原文
思いっきりホラー。
●『赤い爪あと』菊川近子
私は、小学生の頃はなかよし→中学生の頃にりぼんを主戦場(?)としていたので、それ以外の掲載作品は、友人同士で雑誌や単行本を貸し借りして読んでいた。
この作品は、友人から借りた単行本で知り、全2巻なのにとても長く感じたし、2巻の表紙がおっかなくって手元に置きたくなく、読み終えてすぐに返した作品である。
絵柄は正統派少女マンガだ。
登場人物は可愛きれいなのに、
隣り合うホラーシーンのおどろおどろしさよ。
内容は吸血鬼モノで、
少女マンガに吸血鬼の設定はよく出てくるが、
その大方を占める耽美的なものではなく、
吸血鬼となってしまう原因が宇宙から降ってきたアメーバー。
それも寝ている間や失神している間に、
口からズルズルと体内へ入り込む。

課題
1) 『赤い爪あと』の紹介文について、次の問いに答えよ。
(a) 筆者が中学生の頃に主戦場としていた雑誌は何か。
(b) 作品の単行本は全何巻か。
(c) 登場人物が吸血鬼となってしまう原因は何か。
2) 『赤い爪あと』の紹介文を、最後の文の後から書き進めよ。
この後に置く資料は、『赤い爪あと』の紹介文とは別の資料である。

データ

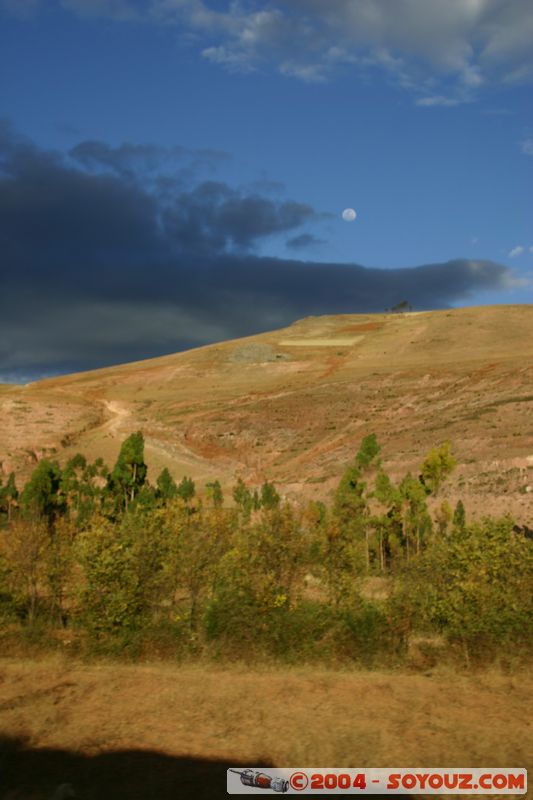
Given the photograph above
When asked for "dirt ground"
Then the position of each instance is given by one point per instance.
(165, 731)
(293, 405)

...

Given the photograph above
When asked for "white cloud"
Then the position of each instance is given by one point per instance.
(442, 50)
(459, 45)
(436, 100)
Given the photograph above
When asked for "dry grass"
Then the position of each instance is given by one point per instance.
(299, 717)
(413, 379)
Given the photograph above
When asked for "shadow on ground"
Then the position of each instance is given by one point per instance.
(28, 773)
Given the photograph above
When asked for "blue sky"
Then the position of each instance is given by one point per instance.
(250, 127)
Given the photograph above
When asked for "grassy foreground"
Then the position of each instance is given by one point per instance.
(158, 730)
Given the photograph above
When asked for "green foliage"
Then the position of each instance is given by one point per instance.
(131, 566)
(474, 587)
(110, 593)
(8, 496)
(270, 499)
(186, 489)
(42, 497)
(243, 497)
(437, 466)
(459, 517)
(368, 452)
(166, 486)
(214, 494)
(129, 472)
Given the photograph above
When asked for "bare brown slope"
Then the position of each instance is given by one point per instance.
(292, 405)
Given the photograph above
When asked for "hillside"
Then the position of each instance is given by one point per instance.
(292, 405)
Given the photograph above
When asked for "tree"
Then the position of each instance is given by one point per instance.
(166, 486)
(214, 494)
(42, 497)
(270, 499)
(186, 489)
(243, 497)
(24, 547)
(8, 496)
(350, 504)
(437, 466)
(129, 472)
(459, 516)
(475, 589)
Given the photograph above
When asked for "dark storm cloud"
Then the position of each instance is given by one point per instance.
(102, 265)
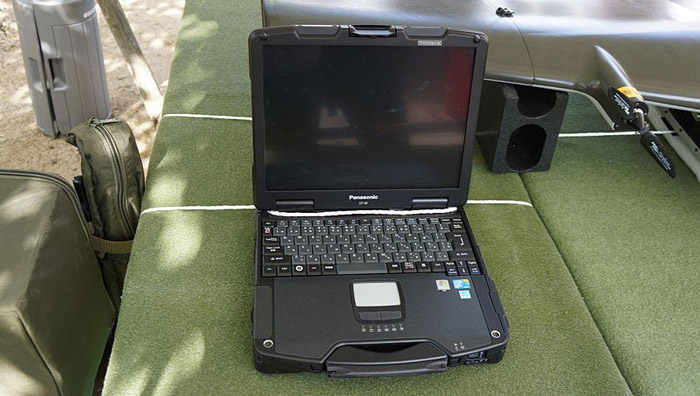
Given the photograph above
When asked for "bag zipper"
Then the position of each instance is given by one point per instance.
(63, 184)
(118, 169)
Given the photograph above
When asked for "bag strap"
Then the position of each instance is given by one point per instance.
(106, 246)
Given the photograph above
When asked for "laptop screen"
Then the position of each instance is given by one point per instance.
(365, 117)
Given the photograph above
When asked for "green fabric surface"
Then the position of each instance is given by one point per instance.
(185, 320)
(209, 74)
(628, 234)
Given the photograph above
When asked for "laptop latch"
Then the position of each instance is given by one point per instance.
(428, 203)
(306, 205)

解答
1)
(a) 中学生の頃はりぼんを主戦場としていた。
(b) 単行本は全2巻である。
(c) 原因は宇宙から降ってきたアメーバーである。

2)
ガスマスクでもしない限り防ぎようがないじゃん。
今回自分の記憶を照合するため、
作品の内容を確認し直したのだが、
かなりのページ数を費やして吸血鬼にひたすら追いかけられる主人公のシーンの記憶がまるでなくて、
「これもし本当にあったら絶対イヤだ」
というシーンが、
たった1コマなのに強烈に焼き付いていた。
というか、あのシーンって本当にこの作品だったっけ?ということの確認だったので、
記憶が合っててホっとしたのだけどそのシーンは、
学校の屋上の給水タンクに沈む、血を吸われて絶命した女生徒。
発覚のきっかけは、水道の蛇口から出てくる髪の毛と、水の変なにおい。
体育の授業の後で汗をかき、水道で生徒たちはみんなバシャバシャゴクゴクやってたのだ(確か。そこまで照合しきれてないので違ったらすみません)。
事実が分かると生徒たちは騒然。まあそうだろう。
で、その騒ぎの中でモブ男子が言い放つ。
「ゲーッ、オレ飲んじゃったよ!」
そうだよねえ。悼む前にまず気持ち悪いよねえ。そんな水飲んじゃって、自分の体が心配だよねえ。
絶命女生徒の変わり果てた描写もさることながら、
モブ男子の冷たいようでリアルな一言に妙な共感を覚え、
セットで忘れられないシーンとなった。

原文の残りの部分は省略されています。